● **Given problem**
Locate the line that contains "Where can you spot the distant city". Reproduce it and all following lines up to the end of the material, exactly and with nothing added.

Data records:

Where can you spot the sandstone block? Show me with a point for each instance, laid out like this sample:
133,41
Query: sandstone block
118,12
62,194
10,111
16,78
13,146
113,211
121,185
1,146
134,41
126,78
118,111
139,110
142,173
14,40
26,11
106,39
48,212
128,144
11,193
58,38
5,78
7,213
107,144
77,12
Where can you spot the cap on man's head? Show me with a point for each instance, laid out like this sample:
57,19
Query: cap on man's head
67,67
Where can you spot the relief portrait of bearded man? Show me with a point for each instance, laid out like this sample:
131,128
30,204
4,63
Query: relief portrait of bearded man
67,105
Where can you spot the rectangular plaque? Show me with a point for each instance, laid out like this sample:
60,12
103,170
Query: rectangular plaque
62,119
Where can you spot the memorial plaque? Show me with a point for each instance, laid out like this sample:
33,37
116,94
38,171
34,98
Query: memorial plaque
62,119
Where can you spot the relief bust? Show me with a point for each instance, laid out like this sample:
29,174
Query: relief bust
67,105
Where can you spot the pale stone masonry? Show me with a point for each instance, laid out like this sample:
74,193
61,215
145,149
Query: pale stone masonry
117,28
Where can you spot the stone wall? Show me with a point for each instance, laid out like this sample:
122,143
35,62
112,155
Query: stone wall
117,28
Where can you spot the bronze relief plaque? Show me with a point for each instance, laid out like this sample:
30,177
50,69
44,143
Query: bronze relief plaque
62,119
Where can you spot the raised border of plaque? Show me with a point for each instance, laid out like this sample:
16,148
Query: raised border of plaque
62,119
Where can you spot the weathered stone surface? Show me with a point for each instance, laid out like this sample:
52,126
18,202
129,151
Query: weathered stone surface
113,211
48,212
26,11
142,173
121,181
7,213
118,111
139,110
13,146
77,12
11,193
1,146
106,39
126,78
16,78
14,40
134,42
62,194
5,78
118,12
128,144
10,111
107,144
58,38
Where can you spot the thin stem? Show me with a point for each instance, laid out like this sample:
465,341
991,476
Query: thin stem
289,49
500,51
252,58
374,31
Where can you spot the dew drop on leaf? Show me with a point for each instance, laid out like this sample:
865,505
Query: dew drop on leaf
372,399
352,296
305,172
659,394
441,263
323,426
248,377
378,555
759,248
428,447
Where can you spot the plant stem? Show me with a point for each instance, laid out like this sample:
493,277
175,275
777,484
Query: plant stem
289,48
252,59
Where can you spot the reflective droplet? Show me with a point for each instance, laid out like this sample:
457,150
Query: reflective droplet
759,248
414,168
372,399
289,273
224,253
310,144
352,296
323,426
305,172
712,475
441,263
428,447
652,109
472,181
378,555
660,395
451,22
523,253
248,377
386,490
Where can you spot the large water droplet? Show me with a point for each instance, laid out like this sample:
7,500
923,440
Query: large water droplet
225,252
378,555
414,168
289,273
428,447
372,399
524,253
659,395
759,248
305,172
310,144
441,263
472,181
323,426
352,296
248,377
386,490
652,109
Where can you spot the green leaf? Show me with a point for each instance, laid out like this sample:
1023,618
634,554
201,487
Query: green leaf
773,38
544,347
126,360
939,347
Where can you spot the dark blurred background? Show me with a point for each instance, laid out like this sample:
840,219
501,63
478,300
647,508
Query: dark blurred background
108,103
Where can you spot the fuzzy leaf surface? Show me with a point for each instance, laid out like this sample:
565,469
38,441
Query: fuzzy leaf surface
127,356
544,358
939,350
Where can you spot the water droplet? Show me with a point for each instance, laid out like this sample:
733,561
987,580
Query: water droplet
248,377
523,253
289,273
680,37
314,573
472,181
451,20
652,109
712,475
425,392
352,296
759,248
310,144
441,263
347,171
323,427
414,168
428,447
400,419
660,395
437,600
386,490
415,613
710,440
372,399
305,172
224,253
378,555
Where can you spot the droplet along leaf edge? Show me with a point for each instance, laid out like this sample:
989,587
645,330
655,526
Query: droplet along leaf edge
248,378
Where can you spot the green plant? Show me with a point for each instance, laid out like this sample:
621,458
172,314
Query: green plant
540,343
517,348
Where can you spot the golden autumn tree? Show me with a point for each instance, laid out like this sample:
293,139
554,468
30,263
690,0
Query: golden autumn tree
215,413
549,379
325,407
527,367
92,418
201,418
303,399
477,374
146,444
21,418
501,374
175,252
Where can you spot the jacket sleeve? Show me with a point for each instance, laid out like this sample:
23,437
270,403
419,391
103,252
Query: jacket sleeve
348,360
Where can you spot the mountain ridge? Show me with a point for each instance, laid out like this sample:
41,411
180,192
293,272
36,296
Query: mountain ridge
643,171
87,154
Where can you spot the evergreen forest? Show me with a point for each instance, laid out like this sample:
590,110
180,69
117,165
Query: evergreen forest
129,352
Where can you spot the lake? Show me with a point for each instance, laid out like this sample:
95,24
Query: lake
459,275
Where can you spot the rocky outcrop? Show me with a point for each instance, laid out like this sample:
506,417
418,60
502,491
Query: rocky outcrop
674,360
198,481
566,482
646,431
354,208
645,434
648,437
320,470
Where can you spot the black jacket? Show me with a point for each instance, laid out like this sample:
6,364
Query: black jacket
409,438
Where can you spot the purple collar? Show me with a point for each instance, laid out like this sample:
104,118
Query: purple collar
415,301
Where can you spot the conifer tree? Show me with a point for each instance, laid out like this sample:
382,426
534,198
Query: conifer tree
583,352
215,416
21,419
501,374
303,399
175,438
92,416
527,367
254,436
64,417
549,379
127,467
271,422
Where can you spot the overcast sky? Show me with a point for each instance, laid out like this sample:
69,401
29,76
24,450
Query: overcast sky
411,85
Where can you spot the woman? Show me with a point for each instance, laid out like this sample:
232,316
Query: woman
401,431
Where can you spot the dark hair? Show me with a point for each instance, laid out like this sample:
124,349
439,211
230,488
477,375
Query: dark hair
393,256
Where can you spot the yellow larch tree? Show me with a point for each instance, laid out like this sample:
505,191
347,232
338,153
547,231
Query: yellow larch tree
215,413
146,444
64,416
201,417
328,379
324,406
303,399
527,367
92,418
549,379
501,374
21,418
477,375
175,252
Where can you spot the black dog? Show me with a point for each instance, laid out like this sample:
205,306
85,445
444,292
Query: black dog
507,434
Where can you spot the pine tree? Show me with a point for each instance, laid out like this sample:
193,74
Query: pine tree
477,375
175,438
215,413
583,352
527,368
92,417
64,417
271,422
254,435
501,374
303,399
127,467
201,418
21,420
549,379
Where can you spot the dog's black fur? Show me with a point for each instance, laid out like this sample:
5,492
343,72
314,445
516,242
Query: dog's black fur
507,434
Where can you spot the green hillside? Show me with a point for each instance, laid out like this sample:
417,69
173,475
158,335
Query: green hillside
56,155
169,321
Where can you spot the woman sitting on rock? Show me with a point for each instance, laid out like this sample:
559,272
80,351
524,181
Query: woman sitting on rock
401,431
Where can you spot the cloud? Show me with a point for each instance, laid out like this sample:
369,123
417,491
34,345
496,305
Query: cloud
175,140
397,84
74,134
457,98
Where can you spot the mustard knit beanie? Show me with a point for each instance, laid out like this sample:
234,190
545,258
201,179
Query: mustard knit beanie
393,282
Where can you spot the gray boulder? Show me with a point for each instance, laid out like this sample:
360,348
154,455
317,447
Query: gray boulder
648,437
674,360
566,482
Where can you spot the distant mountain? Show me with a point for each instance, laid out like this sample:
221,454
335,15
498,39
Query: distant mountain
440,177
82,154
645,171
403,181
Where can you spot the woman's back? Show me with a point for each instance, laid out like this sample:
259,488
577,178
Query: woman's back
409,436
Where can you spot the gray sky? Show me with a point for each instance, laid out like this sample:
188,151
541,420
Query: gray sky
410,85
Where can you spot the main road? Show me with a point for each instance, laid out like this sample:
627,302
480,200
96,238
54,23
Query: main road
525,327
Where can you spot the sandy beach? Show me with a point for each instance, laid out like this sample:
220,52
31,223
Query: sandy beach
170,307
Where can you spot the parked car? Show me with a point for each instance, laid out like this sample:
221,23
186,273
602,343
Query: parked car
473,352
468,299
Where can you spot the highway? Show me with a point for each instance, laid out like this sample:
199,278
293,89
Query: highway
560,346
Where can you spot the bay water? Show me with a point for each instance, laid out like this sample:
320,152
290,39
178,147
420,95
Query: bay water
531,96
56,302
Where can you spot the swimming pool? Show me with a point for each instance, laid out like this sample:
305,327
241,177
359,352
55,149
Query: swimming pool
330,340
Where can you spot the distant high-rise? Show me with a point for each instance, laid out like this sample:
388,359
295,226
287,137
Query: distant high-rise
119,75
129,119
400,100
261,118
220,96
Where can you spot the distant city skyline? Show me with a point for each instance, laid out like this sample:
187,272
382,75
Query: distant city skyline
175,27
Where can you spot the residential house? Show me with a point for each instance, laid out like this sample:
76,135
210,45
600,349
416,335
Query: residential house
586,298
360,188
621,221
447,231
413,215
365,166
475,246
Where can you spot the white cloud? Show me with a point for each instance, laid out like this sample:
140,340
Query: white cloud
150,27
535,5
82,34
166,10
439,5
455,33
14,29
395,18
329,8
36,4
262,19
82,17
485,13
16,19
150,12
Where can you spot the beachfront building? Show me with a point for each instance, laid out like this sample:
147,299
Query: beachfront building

● **Result of the task**
Where can you spot the distant city skyline? Show me with a point for each instance, laid out like this sample:
187,272
382,75
Query: distant city skyline
175,27
Where can you spot the residential house? Show me with a point for each instance, laid out like this sample:
76,135
210,45
600,349
416,335
Query: residential house
586,298
360,188
621,221
447,231
413,215
365,166
475,246
Where can you spot the white cloud? Show me with a point for each instance, laid out like this sample:
140,340
Query: white cloud
150,27
535,5
82,34
166,10
439,5
455,33
14,29
395,18
329,8
36,4
262,19
82,17
485,13
16,19
150,12
Where can you spot the beachfront building? Show me with a point for each instance, laid out like this sample:
147,299
Query: beachfront building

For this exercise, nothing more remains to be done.